## [What to work on]
Every entry must be repeated exactly in the answer.

Top of Supplied records

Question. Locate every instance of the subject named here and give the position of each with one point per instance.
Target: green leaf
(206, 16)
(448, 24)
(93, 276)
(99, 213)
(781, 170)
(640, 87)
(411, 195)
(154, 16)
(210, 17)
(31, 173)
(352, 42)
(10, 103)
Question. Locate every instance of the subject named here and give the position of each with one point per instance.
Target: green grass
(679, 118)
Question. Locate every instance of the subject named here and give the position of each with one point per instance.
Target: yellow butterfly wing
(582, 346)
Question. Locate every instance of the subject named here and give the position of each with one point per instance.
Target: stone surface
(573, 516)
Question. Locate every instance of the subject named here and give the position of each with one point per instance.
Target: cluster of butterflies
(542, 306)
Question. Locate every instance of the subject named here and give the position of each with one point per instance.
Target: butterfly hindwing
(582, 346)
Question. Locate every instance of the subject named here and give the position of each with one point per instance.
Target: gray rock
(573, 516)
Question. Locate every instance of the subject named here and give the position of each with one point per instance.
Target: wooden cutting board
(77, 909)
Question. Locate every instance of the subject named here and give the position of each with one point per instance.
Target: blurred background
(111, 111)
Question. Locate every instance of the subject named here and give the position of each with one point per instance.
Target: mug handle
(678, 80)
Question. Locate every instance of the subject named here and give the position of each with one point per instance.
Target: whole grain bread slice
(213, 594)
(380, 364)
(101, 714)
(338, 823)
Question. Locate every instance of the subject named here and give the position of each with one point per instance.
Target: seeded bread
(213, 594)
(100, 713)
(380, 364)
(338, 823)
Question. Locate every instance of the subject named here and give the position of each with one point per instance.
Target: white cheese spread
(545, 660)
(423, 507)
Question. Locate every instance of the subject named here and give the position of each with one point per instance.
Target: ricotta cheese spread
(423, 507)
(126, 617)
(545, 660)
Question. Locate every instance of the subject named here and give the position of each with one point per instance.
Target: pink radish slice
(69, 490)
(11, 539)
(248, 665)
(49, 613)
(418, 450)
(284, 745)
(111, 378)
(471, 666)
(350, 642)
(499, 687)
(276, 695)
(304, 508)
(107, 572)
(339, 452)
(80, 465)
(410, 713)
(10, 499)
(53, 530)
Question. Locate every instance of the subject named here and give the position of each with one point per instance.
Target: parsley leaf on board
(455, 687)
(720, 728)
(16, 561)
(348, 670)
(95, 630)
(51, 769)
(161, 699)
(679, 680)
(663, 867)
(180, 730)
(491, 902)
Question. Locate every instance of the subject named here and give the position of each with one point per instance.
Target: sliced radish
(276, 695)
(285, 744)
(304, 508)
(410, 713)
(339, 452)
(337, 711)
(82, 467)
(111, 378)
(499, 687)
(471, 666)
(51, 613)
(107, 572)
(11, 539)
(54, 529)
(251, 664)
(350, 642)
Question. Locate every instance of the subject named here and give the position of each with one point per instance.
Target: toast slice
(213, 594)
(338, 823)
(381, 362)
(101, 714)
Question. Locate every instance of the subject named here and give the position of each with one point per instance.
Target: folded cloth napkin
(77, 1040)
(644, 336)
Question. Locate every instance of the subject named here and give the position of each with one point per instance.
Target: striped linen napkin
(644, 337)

Bottom of Supplied records

## [Exercise output]
Question. Locate every instance of the subject named here and give the position of each with one point per instance.
Target: green leaf
(206, 16)
(448, 24)
(93, 276)
(99, 213)
(781, 170)
(640, 87)
(411, 195)
(154, 16)
(210, 17)
(31, 173)
(352, 42)
(10, 103)
Question. Locate every instance of the subject named here and give the position of each with one point per instance.
Target: green grass
(679, 118)
Question. Locate every instance of the subject named here and give the position of each with one point per instance.
Target: yellow butterfly wing
(582, 346)
Question. Locate every instance of the subject named here and give the position of each with one point per instance.
Target: stone surface
(573, 516)
Question. Locate every instance of the subject named here and give the position of each with one point per instance.
Target: cluster of butterflies
(542, 306)
Question. Locate every instance of the subject named here and give the position of each with one point per instance.
Target: butterfly hindwing
(582, 346)
Question. Locate every instance of the subject named here and give the position of each with one point per instance.
Target: gray rock
(573, 516)
Question. Locate every instance of the subject named here and give the position of each with one point per instance.
Target: wooden cutting board
(77, 909)
Question. Locate every instance of the subject named here and give the position of each with one point per instance.
Target: blurred background
(111, 111)
Question. Locate every instance of the subject named here and give the position of each with one point per instance.
Target: mug handle
(678, 80)
Question. Locate every instance of the subject named here and give the position of each with one point per instance.
Target: whole grain bread slice
(213, 594)
(380, 364)
(101, 714)
(338, 823)
Question. Locate every instance of the subject named here and give the position of each with one point per instance.
Target: seeded bread
(213, 594)
(100, 713)
(380, 364)
(338, 823)
Question. Locate every instance of the subject named here and give the position of each with one point per instance.
Target: white cheese spread
(545, 660)
(423, 507)
Question. Locate every instance of the subject named here and give the position of each with one point per instance.
Target: ricotta cheese spread
(423, 507)
(126, 617)
(545, 660)
Question. Locate every instance of the subject named here and give the position of each with one point per instance.
Target: pink radish slice
(69, 490)
(11, 539)
(248, 665)
(49, 613)
(418, 450)
(284, 745)
(111, 378)
(471, 666)
(350, 642)
(499, 687)
(276, 695)
(304, 508)
(107, 572)
(339, 452)
(80, 465)
(410, 713)
(10, 499)
(53, 530)
Question. Locate every instance of the subject named here and give the position of each with one point per instance.
Target: parsley leaf on board
(455, 687)
(720, 728)
(16, 561)
(348, 670)
(95, 630)
(51, 769)
(161, 699)
(679, 680)
(663, 867)
(180, 730)
(491, 902)
Question. Locate every instance of the subject named here and give the position of each with one point per instance.
Target: sliced radish
(276, 695)
(285, 744)
(304, 508)
(410, 713)
(339, 452)
(337, 711)
(82, 467)
(111, 378)
(499, 687)
(471, 666)
(51, 613)
(107, 572)
(11, 539)
(54, 529)
(251, 664)
(350, 642)
Question. Locate every instance of the subject named here and give the position of each with one point per instance.
Target: toast slice
(213, 594)
(338, 823)
(381, 362)
(101, 714)
Question. Locate every instance of the subject named here and give the position of each with one point per instance.
Target: folded cloth napkin
(77, 1040)
(644, 336)
Question. Locate every instance of the subject named here and give the position of each with one point per instance.
Target: striped linen napkin
(644, 337)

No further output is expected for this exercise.